> [Text passage]
--*--
This document tries to guess what the most likely problem areas will be, in
hopes that you can avoid them right from the start rather than getting stuck
having to do lots of fiddling later on. Some of these are Allegro things,
but most are general C things: in either case, please let me know if you can
think of any other problem areas that I left out!
-
The most obvious change required to get DOS sources working on other
platforms is that you have to write END_OF_MAIN() just after your main()
function. This macro is a noop in the DOS version of the library, but in the
Windows version it does magic to turn your standard ANSI main() function
into a Microsoft-style WinMain(), and on Unix platforms it does a different
sort of magic to let Allegro capture the value of your argv[0] parameter
(which is needed for locating the config files).
-
Give your main() function the correct prototype. ANSI C says that it is
allowed to be either 'int main()', or 'int main(int argc, char *argv[])',
and that it should return zero for success, or a nonzero exit code if
something went wrong. It is not correct to declare main as returning void,
or to just fall off the bottom of it without returning a value.
-
Don't use any nonstandard library functions. Obviously if you call DirectX
functions, that will only work on Windows, or if you call DPMI functions,
that will only work on a DPMI system like djgpp. So you should avoid using
platform specific headers like conio.h, or platform specific parts of
Allegro like the GDI interfacing functions. Stick to ANSI standard
functions, Allegro library functions, and any other libraries that are
available on all the platforms you want to support. For instance the rand()
--*--
Please quote the portability notes above word for word, starting at "This document tries" and ending at "the config files).".

[Image object location entries]
--*--
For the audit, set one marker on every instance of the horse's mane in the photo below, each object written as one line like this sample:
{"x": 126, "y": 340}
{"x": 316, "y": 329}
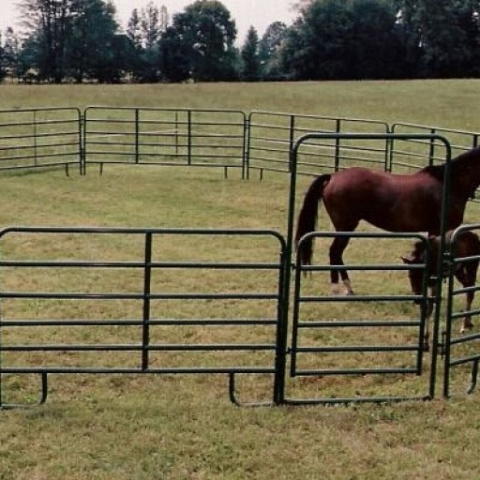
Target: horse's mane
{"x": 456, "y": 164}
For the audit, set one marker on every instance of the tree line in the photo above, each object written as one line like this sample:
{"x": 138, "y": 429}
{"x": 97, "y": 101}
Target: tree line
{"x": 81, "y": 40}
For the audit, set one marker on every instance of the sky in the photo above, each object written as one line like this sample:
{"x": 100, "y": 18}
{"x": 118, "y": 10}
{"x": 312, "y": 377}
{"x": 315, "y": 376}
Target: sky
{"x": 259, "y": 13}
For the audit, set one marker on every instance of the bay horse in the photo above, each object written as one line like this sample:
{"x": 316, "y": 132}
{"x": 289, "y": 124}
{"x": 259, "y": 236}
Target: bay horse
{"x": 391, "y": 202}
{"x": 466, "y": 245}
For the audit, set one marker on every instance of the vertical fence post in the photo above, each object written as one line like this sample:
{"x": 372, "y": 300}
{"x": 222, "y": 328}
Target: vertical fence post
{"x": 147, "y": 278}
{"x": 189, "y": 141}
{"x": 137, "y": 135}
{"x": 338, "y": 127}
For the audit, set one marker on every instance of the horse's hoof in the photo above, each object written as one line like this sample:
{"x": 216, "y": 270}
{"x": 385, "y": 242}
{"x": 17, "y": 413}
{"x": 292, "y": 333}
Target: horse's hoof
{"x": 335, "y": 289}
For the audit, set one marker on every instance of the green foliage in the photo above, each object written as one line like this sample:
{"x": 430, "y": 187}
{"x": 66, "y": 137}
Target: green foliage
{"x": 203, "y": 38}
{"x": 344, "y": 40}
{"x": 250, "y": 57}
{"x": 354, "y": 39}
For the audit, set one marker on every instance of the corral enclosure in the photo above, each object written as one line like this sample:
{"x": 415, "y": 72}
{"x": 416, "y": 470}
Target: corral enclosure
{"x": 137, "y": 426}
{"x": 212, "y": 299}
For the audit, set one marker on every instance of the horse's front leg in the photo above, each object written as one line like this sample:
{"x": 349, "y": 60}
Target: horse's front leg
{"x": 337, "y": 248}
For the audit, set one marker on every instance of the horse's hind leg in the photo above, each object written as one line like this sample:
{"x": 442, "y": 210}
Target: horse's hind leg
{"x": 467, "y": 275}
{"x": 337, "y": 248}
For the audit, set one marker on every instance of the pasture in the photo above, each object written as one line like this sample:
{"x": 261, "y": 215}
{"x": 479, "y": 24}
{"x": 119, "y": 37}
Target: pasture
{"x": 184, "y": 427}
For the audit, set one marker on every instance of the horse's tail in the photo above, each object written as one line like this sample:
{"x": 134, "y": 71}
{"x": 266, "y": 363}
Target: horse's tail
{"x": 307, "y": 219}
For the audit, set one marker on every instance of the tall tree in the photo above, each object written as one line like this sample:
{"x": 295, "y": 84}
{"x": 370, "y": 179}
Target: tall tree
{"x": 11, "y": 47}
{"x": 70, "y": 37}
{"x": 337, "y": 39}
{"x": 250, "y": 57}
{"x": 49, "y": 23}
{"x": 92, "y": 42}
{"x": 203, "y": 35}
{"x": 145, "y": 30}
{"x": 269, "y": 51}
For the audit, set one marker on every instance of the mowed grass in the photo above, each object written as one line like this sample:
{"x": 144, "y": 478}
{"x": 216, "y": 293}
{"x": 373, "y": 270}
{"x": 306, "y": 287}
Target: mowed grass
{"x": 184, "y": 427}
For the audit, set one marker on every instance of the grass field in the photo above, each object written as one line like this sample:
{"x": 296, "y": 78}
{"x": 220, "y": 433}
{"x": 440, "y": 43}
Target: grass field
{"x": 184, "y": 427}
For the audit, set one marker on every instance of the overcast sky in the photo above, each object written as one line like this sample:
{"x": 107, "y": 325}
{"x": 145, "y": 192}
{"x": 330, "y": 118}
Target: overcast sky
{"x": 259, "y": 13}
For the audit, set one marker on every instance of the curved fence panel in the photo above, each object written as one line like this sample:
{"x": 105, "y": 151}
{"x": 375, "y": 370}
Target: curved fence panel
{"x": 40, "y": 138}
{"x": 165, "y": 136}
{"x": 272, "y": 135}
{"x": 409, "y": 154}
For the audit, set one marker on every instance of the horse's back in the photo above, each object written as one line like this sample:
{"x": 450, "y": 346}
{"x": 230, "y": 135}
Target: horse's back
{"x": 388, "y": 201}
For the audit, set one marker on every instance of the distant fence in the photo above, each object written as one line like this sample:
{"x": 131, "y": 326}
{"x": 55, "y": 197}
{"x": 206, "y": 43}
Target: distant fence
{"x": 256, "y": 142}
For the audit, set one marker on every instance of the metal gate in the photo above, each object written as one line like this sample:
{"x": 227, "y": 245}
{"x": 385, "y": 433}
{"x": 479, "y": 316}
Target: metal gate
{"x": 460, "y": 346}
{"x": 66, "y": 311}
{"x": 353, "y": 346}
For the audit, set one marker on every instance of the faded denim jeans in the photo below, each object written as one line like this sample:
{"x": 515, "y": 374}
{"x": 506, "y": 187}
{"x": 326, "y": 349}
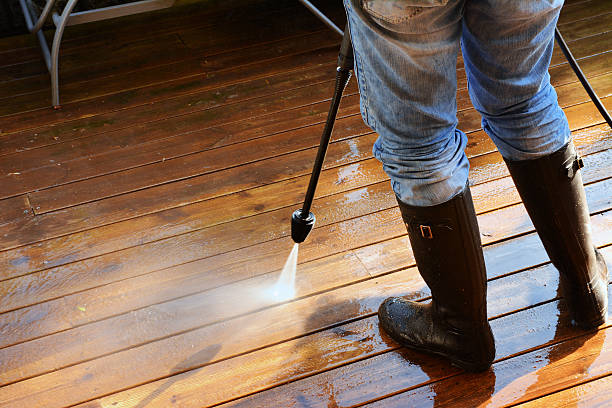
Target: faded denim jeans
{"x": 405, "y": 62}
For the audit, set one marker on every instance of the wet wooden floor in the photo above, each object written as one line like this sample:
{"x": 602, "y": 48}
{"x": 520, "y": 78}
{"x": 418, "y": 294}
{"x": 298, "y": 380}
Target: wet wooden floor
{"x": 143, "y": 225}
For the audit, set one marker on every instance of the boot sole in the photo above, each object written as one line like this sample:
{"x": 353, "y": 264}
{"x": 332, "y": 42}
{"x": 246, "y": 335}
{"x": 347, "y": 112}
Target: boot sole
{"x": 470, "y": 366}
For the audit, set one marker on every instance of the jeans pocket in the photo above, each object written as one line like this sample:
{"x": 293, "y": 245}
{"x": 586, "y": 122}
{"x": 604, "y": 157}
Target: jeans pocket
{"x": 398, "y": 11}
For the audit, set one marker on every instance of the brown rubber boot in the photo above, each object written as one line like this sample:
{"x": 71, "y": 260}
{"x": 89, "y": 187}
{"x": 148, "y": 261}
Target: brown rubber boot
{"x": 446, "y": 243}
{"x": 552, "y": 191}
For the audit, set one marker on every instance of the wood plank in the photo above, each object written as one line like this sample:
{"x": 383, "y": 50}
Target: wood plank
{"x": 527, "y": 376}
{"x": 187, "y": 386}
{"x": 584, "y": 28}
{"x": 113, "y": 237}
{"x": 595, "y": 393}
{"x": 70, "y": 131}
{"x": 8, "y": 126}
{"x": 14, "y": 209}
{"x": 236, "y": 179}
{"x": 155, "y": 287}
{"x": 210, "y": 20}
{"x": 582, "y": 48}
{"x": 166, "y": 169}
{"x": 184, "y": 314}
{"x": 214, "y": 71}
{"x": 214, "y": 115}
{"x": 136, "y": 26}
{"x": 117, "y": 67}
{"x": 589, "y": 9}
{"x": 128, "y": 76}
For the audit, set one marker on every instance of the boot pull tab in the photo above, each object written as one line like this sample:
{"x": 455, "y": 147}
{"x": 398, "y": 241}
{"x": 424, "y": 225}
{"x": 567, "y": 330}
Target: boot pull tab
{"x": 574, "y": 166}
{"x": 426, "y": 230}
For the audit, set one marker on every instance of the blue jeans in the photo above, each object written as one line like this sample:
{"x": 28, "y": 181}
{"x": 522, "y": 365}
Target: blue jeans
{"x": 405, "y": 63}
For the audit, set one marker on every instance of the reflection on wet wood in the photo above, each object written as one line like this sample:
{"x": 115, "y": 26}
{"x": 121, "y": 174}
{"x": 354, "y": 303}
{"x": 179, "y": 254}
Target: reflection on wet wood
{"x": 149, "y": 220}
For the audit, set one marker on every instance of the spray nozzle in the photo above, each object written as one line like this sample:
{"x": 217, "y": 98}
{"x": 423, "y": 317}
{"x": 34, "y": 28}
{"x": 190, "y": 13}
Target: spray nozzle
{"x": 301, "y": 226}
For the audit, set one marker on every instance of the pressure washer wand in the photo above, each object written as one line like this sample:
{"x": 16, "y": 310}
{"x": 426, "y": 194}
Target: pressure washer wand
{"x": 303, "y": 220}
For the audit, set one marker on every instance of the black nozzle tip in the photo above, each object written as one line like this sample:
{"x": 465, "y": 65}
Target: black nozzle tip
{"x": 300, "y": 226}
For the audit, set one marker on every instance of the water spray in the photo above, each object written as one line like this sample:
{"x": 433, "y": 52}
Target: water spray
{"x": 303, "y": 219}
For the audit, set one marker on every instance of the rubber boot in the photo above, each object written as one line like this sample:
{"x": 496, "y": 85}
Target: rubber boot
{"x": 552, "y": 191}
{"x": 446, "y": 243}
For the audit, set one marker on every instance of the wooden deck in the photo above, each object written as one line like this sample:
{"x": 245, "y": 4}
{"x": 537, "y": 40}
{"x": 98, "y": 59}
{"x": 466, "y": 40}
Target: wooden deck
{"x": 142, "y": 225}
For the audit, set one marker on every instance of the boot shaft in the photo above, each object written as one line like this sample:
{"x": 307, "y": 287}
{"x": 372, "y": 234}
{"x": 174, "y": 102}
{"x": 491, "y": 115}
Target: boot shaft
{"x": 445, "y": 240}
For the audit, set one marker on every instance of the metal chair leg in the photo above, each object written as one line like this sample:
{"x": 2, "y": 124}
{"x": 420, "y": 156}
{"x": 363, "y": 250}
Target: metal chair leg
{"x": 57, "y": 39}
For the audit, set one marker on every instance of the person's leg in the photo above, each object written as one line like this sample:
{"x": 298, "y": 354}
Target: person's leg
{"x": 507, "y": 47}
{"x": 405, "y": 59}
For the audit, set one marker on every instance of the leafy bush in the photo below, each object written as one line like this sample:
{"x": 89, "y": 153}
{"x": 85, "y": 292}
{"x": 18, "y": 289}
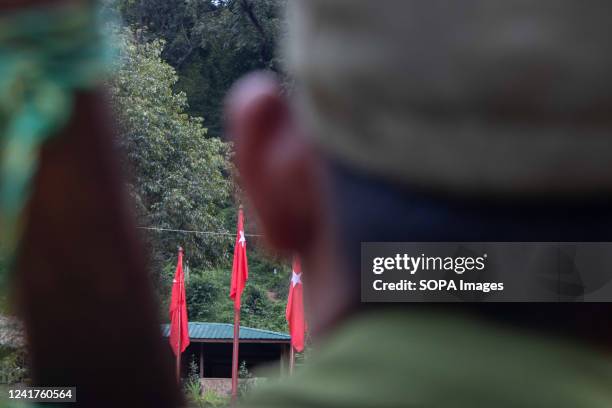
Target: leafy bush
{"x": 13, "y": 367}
--*--
> [Answer to this task]
This document tries to guess what the most likely problem areas will be, in
hopes that you can avoid them right from the start rather than getting stuck
having to do lots of fiddling later on. Some of these are Allegro things,
but most are general C things: in either case, please let me know if you can
think of any other problem areas that I left out!
-
The most obvious change required to get DOS sources working on other
platforms is that you have to write END_OF_MAIN() just after your main()
function. This macro is a noop in the DOS version of the library, but in the
Windows version it does magic to turn your standard ANSI main() function
into a Microsoft-style WinMain(), and on Unix platforms it does a different
sort of magic to let Allegro capture the value of your argv[0] parameter
(which is needed for locating the config files).